Given data -
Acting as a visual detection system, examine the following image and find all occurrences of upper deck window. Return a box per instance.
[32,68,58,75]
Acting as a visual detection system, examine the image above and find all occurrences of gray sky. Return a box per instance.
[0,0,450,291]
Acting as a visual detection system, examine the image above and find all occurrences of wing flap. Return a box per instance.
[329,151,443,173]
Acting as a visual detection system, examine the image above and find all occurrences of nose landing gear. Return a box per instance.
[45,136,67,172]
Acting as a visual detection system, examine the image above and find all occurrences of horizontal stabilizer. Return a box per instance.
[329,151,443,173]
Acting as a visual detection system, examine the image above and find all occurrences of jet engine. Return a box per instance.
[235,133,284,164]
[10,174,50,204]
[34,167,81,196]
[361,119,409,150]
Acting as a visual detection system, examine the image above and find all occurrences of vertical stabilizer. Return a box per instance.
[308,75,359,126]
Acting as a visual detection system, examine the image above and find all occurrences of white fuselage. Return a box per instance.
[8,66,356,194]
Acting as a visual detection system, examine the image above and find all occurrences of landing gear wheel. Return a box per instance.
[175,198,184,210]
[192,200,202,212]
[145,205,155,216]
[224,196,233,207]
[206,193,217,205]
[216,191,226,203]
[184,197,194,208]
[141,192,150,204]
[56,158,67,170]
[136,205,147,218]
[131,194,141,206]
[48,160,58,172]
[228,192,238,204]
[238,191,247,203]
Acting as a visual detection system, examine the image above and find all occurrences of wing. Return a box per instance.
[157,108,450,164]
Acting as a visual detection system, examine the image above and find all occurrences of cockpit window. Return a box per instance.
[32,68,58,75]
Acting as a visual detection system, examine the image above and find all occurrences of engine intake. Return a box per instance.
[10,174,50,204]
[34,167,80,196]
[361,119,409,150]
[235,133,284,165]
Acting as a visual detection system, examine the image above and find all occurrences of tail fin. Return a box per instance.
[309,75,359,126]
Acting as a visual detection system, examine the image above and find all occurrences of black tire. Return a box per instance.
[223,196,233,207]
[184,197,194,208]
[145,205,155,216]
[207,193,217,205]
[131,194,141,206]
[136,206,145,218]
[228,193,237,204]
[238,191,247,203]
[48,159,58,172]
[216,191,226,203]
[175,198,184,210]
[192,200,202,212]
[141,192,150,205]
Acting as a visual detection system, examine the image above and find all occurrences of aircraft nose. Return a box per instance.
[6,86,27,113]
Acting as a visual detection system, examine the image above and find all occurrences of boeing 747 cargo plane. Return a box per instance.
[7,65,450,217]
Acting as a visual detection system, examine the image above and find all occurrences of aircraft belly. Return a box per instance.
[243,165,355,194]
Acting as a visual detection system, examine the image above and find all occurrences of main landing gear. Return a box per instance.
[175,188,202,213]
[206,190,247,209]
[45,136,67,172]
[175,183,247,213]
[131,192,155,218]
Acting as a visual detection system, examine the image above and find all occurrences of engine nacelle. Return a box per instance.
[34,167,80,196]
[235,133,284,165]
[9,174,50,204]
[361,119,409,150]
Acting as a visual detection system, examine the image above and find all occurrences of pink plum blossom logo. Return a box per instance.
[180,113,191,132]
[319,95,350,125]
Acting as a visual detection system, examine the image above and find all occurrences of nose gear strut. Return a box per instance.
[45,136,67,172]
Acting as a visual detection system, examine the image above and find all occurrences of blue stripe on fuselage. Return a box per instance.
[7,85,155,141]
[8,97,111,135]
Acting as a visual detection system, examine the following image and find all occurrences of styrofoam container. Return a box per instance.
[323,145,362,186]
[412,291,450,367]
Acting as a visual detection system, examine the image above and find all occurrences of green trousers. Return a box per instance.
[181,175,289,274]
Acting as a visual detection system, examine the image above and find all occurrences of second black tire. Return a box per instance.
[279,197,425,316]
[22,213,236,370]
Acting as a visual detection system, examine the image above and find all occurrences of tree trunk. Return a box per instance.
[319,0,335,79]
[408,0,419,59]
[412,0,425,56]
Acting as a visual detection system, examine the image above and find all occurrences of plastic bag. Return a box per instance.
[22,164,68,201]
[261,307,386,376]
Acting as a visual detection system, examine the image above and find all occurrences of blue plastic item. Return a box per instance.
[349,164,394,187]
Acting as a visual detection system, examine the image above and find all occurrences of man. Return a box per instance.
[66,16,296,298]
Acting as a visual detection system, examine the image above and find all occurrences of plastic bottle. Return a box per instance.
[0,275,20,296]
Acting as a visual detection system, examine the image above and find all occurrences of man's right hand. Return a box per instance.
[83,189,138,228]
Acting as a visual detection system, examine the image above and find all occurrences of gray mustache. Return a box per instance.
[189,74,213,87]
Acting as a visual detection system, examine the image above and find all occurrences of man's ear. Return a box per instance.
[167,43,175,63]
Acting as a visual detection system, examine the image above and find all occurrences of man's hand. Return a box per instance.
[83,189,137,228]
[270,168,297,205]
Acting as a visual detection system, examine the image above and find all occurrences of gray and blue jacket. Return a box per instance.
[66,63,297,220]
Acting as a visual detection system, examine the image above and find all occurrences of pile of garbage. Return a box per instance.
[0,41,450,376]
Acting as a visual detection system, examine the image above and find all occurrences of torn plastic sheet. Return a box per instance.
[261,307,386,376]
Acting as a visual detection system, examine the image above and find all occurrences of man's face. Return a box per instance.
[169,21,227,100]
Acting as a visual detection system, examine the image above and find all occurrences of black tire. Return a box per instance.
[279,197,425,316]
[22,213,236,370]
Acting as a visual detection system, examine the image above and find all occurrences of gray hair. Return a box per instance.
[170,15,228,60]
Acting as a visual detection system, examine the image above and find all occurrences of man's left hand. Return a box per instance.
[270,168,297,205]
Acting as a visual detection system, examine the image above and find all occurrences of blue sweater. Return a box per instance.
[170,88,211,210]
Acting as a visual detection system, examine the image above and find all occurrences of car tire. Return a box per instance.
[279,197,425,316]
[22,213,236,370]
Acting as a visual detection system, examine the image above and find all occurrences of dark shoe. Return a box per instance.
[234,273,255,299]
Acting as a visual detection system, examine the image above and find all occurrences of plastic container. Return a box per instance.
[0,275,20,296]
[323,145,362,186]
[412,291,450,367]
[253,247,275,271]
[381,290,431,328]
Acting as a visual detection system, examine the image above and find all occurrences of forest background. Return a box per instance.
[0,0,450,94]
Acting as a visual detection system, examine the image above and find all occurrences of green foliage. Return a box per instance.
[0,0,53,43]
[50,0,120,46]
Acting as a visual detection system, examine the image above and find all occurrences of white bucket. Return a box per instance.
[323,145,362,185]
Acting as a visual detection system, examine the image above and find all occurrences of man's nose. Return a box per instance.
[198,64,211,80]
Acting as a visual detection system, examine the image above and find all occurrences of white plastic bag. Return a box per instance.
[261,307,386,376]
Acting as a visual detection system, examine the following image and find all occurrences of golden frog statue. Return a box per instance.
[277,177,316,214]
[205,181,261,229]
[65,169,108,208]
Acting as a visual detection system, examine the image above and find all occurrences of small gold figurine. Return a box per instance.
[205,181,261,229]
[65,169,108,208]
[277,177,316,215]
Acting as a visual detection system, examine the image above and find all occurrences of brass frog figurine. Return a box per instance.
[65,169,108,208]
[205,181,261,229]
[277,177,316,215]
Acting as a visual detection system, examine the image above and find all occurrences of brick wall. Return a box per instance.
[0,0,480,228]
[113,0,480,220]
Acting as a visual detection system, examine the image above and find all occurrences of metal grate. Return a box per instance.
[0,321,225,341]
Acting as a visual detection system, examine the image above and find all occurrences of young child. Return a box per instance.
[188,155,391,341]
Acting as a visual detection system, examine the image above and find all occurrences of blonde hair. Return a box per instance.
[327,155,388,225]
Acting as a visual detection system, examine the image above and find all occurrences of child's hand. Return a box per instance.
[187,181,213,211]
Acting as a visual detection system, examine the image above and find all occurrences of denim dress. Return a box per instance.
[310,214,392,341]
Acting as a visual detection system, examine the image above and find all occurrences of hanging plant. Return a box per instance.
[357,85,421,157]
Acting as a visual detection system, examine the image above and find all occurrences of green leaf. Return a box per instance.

Requirement -
In the rows starting with the line that contains "gray hair. Return a box per instance." and going on through the line that contains "[234,273,255,299]", switch "blue sweater" to "navy sweater" and give back only those lines, with everything else unchanged.

Solution to the exercise -
Acting as a visual detection system, examine the image above and find all occurrences of gray hair. Return a box per instance.
[170,15,228,60]
Acting as a visual detection system, examine the image above and find all occurrences of man's left hand. Return a box per instance.
[270,168,297,205]
Acting as a visual detection system, examine the image above and find all occurrences of navy sweater. Return a box per instance.
[170,88,211,210]
Acting as a visual detection system, examine the image above and find all occurrences of car tire. Return a box per instance.
[279,197,425,316]
[22,213,236,370]
Acting as a visual detection system, examine the image above and find all occurrences of dark shoe. Return a box per instance.
[234,273,255,299]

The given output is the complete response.